(Named-object pointing entries)
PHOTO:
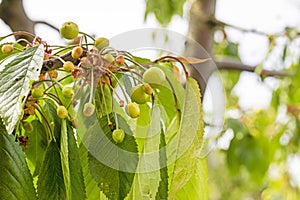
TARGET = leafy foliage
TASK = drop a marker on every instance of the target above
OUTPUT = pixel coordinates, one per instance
(64, 121)
(16, 181)
(15, 83)
(164, 10)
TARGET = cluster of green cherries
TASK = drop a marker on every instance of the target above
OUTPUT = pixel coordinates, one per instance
(139, 94)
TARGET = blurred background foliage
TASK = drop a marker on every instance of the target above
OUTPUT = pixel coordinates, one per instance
(255, 155)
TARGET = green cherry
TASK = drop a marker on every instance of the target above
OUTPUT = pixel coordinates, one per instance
(69, 30)
(118, 135)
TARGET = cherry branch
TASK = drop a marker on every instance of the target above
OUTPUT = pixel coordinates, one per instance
(47, 24)
(224, 64)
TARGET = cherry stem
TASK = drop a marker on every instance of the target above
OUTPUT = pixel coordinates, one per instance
(51, 135)
(122, 89)
(85, 34)
(176, 59)
(105, 105)
(18, 33)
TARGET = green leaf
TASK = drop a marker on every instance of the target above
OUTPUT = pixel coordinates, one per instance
(92, 189)
(15, 81)
(3, 56)
(148, 171)
(184, 152)
(197, 187)
(37, 146)
(49, 110)
(103, 100)
(76, 187)
(51, 181)
(112, 165)
(162, 192)
(166, 93)
(16, 181)
(64, 153)
(127, 83)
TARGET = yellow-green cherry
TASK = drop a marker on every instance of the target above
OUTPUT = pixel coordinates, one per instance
(118, 135)
(69, 30)
(101, 43)
(76, 52)
(68, 66)
(62, 112)
(7, 48)
(37, 93)
(132, 109)
(68, 92)
(138, 94)
(88, 109)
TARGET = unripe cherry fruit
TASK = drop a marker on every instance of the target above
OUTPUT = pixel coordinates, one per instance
(132, 109)
(27, 126)
(69, 30)
(7, 48)
(101, 42)
(120, 60)
(147, 88)
(62, 112)
(53, 73)
(37, 93)
(154, 76)
(88, 109)
(68, 66)
(77, 52)
(109, 58)
(118, 135)
(138, 95)
(68, 92)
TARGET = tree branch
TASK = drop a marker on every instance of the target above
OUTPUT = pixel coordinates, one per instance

▶ **DIRECTION**:
Reproduce every entry above verbatim, leaving the picture out of your copy.

▶ **EXERCISE ANSWER**:
PHOTO:
TARGET = leafy foliage
TASK = drop a marker on every instance of the target above
OUTPUT = pixel coordinates, one per instance
(64, 121)
(16, 181)
(15, 83)
(164, 10)
TARGET = cluster of green cherries
TASK = drop a marker on every instance of the target above
OUTPUT = pixel coordinates, one per instance
(139, 94)
TARGET = blurred background foliage
TASK = drop a marker on every instance of the target above
OUTPUT = pixel coordinates, one per instance
(255, 155)
TARGET = green cherry
TASK = drop a marker on every instance of the target above
OUTPUT = pixel coordinates, one per instance
(69, 30)
(118, 135)
TARGET = cherry branch
TASK = drop a marker on every instance of the target above
OUTPUT = pixel coordinates, one per instance
(47, 24)
(224, 64)
TARGET = cherry stem
TASK = drop a marker on every instance of the target above
OUTPUT = pixel coordinates, one per instance
(51, 135)
(122, 89)
(85, 34)
(176, 59)
(105, 105)
(18, 33)
TARGET = green leaf
TASK = drop a marker on every instance of the target above
OUTPUT = pixel coordinates, one per instance
(92, 189)
(15, 81)
(3, 56)
(148, 171)
(184, 152)
(197, 187)
(37, 146)
(49, 110)
(103, 100)
(76, 187)
(51, 181)
(112, 165)
(162, 192)
(166, 93)
(16, 181)
(64, 153)
(127, 83)
TARGET = yellow-green cherry
TASK = drop a marker on every instance of the target above
OUTPUT = pixel coordinates, one per instance
(118, 135)
(69, 30)
(101, 43)
(76, 52)
(68, 66)
(62, 112)
(7, 48)
(37, 93)
(132, 109)
(68, 92)
(138, 94)
(88, 109)
TARGET = unripe cherry fruit
TASK = drop a marker on every instance of the target above
OUTPUT = pixel coordinates, one per instance
(132, 109)
(27, 126)
(69, 30)
(7, 48)
(101, 42)
(120, 60)
(147, 88)
(62, 112)
(53, 73)
(37, 93)
(154, 76)
(88, 109)
(68, 66)
(77, 52)
(109, 58)
(118, 135)
(138, 95)
(68, 92)
TARGET = tree branch
TASK = drop a marker on every instance of the target above
OUTPUT = pixel coordinates, one per instance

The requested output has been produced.